Extend the essay about a runner learning to ski, picking up right after its final sentence.

--- start Given text ---

When A Runner With No Money Learns To Ski
By Liz Colville
The first two times I ever skied, I felt lost, out of place, exposed. Despite years of running, I didn’t feel like an athlete at all. I felt like a sports-phobic intellectual, the type of person who trips and falls out of fear of an approaching soccer ball, who blanches at the mere sight of a rollercoaster, who is always underdressed in cold weather, who easily bruises. Those actually all describe me. Running has been my one weapon against fear, my jet pack.
I may as well have been wearing a corduroy suit, à la Wes Anderson, skulking around the ski area jotting down thoughts about this strange phenomenon known as skiing in a tiny notebook, trying to avoid getting muddy snow on my loafers. But I was, somehow, dressed in ski clothes and a pair of borrowed ski boots. I had just scraped, scudded and rolled my way from the top of a two-mile-long green run known as Long John to the bottom. And I was not glad to have done so. I was angry: that skiing was nothing like running or swimming, two sports I considered myself good at. Angry to be waiting for someone leagues better than I was, as he casually squeezed three runs in in the time I took for me to finish one. Angry at the mob of people bouncing happily yet impatiently to the radio song blasting out of speakers at the lift line, because they were all — all! — far better at skiing than I was, or so I insisted. My initial response to failure is self-removal, if not physical then at least mental. I recede. I begin to critique. I tell myself the given challenge is not something I even want to be good at, thanks. But the truth is, I do want to be good at skiing, because it is a sport, and sports make me happier than most things.

--- end Given text ---
--- start Rows ---

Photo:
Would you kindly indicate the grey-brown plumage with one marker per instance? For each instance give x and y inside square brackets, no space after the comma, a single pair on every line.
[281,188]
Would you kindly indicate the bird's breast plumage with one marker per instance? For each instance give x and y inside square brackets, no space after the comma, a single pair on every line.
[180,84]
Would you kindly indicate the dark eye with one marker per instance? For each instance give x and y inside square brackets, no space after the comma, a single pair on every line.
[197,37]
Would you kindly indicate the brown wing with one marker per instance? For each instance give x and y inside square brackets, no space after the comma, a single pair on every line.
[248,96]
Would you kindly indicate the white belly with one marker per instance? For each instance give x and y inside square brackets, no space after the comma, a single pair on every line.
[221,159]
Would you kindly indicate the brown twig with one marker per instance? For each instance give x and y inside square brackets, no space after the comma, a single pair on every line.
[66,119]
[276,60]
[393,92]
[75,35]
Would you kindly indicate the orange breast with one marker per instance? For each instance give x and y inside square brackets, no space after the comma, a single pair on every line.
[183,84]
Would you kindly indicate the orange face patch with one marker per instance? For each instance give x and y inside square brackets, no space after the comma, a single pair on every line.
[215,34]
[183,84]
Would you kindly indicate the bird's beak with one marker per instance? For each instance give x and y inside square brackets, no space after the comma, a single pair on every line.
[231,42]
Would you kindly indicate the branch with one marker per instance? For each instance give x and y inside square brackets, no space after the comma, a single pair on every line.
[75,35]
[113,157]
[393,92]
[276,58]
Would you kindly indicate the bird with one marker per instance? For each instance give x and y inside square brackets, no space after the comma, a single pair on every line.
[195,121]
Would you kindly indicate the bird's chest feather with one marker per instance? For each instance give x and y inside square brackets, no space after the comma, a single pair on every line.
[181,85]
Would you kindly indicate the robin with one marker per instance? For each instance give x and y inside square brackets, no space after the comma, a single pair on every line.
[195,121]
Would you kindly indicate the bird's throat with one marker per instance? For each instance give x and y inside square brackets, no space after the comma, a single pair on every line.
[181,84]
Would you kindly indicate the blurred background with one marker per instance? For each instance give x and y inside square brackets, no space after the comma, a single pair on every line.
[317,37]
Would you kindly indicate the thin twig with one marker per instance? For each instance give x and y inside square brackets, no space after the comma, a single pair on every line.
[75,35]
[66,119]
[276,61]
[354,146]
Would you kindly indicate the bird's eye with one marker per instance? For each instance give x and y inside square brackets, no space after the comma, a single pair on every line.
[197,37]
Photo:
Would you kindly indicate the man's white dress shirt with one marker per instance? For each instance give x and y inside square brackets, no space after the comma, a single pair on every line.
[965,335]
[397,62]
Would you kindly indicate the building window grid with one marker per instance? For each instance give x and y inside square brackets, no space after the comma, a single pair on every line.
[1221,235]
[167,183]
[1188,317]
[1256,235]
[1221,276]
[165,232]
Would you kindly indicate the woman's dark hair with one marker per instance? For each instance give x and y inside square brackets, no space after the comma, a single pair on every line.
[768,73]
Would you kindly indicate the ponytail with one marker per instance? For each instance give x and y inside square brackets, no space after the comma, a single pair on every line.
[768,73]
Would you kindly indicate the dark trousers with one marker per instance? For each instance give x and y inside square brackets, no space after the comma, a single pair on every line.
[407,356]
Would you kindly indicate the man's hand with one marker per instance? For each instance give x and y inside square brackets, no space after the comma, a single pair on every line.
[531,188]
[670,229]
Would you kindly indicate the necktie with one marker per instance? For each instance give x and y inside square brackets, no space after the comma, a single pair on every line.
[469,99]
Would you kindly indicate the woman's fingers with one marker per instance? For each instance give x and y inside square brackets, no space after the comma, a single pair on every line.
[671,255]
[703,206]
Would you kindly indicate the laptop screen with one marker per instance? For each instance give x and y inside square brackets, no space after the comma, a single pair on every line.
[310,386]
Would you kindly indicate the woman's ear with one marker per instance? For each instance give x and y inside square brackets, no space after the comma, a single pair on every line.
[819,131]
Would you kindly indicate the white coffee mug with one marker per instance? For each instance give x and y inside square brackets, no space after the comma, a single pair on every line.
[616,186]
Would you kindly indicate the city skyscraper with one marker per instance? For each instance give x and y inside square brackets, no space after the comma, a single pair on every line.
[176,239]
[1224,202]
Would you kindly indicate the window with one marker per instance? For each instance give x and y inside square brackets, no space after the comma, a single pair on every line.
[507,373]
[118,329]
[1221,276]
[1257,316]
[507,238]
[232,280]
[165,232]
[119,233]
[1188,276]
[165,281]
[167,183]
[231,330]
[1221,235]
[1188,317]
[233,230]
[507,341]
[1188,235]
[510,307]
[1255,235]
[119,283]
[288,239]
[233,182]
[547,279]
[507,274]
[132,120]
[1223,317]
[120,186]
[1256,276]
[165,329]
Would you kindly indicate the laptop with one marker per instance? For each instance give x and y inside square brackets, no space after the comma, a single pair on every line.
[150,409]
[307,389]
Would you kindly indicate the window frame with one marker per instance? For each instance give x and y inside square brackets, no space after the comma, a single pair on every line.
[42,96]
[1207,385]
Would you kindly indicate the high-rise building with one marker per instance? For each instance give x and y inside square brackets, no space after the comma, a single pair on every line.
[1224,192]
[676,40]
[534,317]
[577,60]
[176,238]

--- end Rows ---

**Task result**
A couple of weeks earlier, during my first attempt at skiing at a smaller ski area in upstate New York, I tried to explain to my sister this new sensation of hanging out in a humid French fry-scented ski lodge with 400 other New Englanders. My sister was also learning to ski for the first time that day. We’d both had limited, and mostly negative, experiences snowboarding. It had been about a decade since either of us had set foot on a ski hill.
“Where am I?” I said to her.
“What do you mean?” she asked. “You’re weird.”
Growing up in London, already an expensive place to live, skiing was a pastime of the rich and very rich. There was Courchevel and, well, some other places. I couldn’t point to any of them on a map. There was nothing appealing about snowy mountains if you could not ski. And there was nothing appealing about skiing if you were a member of my family. Yet the notion of “Where am I?” makes no sense to my sister, and perfect sense to me. Culturally, this was alien territory for us, and this made it fascinating. To me.
The ski area was called Thunder Ridge, where one day of peak-season weekend skiing will set you back $100 including rentals. My sister had generously paid for me. A middle-aged man sat in a camping chair smack in the middle of the lodge, reading the Sunday New York Times. “I like his style,” my sister said. Children everywhere around us sat slumped at picnic tables, helmets still on, lazily chewing some type of fried food, or else they twirled tiredly around the lodge in their ski boots like spinning tops slowing to a stop. The impact of so many ski boots thumping across musty-smelling black carpet shook the floor. The place was a churning sea of brightly colored jackets and half-eaten hot dogs and watery hot chocolate. It was like some indoor version of Coney Island.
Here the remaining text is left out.